Records provided below:

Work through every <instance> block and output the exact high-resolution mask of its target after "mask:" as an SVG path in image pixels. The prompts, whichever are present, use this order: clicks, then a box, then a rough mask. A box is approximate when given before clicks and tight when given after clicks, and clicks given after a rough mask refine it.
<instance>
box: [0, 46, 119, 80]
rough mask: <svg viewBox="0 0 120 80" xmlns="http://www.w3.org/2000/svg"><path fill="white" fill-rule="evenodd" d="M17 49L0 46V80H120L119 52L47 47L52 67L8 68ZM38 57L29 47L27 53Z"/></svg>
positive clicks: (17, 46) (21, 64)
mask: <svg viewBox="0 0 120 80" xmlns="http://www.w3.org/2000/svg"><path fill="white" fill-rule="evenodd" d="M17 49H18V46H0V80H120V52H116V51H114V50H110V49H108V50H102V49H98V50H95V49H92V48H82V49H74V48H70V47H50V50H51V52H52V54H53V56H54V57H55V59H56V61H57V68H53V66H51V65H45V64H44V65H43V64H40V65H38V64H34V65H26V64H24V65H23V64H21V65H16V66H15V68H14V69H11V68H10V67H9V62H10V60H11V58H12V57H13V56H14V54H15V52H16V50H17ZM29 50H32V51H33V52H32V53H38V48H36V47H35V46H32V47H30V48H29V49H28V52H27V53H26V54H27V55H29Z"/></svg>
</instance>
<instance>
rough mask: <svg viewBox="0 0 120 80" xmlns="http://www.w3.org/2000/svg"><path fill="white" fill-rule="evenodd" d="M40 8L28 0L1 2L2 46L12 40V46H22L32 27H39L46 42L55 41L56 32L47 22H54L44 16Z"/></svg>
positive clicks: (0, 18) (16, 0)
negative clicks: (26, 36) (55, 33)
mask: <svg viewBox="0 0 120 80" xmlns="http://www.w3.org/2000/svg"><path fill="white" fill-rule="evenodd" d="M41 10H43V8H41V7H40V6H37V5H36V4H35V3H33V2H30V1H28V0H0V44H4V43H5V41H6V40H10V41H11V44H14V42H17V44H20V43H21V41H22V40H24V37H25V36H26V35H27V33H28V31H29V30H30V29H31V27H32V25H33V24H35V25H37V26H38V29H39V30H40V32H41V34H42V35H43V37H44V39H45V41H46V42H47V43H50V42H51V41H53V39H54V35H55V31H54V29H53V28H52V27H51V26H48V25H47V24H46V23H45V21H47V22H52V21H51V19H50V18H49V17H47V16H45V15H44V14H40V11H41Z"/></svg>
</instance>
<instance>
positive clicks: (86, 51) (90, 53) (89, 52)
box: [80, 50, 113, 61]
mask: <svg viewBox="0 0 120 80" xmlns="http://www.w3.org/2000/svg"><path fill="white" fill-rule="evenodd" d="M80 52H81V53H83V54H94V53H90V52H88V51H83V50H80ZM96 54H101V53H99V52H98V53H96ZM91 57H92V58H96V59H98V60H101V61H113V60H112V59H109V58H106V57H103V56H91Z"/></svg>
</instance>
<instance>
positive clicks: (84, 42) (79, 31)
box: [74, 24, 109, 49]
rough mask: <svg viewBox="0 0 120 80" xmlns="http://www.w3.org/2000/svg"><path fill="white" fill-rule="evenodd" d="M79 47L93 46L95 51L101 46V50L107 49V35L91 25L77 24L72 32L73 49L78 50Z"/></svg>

End of Records provided.

What you will do -
Write down again, exactly as given, only the lines above that fall from the line with "positive clicks: (17, 46) (21, 64)" to the line with "positive clicks: (0, 18) (16, 0)", inclusive.

Answer to the problem -
positive clicks: (17, 46) (21, 64)
mask: <svg viewBox="0 0 120 80" xmlns="http://www.w3.org/2000/svg"><path fill="white" fill-rule="evenodd" d="M17 49H18V46H0V80H120V52H116V51H114V50H110V49H108V50H102V49H98V50H95V49H92V48H82V49H74V48H70V47H50V50H51V52H52V54H53V56H54V57H55V59H56V61H57V68H53V66H51V65H45V64H44V65H43V64H40V65H38V64H34V65H26V64H24V65H23V64H21V65H16V66H15V68H14V69H11V68H10V67H9V62H10V60H11V58H12V57H13V56H14V54H15V52H16V50H17ZM29 50H32V51H33V52H32V53H38V48H36V47H35V46H32V47H30V48H29V49H28V52H27V53H26V54H27V55H29Z"/></svg>
</instance>
<instance>
rough mask: <svg viewBox="0 0 120 80" xmlns="http://www.w3.org/2000/svg"><path fill="white" fill-rule="evenodd" d="M40 8L28 0L1 2L2 46L12 40V46H22L32 27H39L46 42L55 41L56 32L47 22H54L44 16Z"/></svg>
positive clicks: (0, 18) (16, 0)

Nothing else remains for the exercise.